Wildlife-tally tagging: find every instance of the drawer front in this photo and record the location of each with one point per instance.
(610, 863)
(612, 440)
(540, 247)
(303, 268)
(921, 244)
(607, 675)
··········
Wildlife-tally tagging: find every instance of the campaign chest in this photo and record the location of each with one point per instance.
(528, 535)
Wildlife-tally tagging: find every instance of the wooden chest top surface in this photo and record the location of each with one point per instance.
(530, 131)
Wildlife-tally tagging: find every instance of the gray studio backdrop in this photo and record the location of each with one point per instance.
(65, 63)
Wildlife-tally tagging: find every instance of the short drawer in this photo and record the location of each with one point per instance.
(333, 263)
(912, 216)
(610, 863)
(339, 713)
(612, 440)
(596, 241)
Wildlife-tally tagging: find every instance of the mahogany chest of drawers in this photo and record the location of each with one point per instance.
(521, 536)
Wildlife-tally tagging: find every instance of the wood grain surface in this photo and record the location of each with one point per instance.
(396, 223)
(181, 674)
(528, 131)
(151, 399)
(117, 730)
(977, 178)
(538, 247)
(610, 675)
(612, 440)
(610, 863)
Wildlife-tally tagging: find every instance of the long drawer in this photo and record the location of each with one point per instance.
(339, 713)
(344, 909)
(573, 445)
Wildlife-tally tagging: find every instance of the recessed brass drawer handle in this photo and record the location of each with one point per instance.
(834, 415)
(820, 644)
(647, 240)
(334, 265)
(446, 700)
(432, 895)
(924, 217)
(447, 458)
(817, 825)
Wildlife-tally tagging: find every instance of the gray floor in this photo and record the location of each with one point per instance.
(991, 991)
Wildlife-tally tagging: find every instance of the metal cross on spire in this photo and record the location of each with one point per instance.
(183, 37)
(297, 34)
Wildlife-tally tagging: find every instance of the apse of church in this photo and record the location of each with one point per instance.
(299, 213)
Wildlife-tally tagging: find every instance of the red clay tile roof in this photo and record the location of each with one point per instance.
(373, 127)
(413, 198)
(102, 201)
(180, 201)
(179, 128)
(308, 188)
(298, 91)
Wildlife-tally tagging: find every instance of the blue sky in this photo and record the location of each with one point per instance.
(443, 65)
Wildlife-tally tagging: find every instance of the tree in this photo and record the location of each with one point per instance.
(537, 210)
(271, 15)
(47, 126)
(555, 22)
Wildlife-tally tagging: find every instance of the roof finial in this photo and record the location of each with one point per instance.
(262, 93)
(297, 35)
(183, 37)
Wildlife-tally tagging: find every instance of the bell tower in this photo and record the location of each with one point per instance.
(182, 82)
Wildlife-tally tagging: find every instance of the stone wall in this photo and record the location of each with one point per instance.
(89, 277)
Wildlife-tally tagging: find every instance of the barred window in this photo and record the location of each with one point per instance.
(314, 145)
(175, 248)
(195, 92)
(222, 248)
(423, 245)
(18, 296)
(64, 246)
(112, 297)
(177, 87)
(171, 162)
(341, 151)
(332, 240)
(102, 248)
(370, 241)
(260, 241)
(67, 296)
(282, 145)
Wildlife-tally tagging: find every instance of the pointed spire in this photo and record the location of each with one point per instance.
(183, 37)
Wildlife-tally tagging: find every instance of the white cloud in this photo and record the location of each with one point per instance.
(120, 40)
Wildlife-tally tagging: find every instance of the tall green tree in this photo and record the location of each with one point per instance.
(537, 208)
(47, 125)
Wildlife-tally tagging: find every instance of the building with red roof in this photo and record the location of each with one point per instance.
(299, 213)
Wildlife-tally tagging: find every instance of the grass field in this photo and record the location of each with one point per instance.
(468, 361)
··········
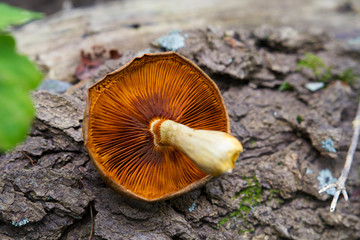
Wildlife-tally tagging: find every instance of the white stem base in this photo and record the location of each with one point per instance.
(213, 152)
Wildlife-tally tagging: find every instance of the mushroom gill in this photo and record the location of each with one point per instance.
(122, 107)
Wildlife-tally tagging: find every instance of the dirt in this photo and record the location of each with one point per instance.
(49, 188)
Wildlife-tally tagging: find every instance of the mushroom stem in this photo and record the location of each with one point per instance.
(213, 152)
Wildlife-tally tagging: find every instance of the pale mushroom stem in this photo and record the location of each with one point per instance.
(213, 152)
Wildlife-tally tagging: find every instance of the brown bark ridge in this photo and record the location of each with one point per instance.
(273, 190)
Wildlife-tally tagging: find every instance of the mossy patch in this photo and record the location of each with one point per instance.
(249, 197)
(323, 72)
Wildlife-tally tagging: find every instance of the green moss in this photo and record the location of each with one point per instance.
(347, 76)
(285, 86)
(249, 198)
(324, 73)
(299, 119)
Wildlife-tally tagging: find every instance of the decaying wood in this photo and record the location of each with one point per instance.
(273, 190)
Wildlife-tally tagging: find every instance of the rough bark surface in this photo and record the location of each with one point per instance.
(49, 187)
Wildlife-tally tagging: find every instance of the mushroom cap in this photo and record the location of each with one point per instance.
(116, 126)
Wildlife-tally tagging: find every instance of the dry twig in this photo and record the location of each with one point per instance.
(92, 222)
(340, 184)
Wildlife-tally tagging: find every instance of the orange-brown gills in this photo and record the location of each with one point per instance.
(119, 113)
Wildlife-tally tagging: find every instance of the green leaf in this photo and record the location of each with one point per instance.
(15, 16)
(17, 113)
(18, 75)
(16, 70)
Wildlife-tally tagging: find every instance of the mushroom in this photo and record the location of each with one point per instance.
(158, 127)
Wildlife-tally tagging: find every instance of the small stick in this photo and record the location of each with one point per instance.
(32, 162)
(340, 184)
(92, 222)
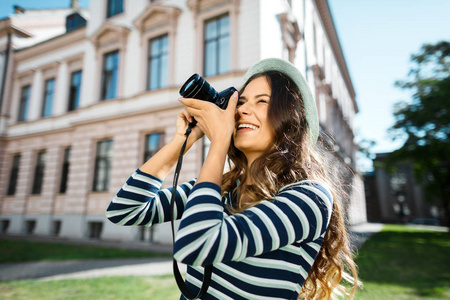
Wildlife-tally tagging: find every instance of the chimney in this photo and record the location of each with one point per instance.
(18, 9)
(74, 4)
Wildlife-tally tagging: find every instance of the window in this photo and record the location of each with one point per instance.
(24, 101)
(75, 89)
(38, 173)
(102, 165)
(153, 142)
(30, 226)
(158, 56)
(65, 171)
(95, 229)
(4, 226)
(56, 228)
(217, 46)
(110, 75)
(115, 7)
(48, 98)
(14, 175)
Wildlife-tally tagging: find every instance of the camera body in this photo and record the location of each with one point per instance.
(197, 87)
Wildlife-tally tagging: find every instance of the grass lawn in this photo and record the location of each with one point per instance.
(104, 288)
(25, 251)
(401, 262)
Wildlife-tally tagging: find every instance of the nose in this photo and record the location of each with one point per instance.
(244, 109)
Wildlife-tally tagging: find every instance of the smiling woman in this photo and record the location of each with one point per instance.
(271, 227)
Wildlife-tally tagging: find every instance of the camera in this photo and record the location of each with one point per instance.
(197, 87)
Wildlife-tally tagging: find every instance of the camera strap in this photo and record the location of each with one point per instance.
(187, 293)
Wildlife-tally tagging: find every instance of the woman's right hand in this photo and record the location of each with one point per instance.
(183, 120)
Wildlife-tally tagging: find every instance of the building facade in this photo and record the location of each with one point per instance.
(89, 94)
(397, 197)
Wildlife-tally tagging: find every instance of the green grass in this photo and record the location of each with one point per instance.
··········
How many lines of the data above contain the word "tree"? Reply with the number alone.

> [Task answer]:
2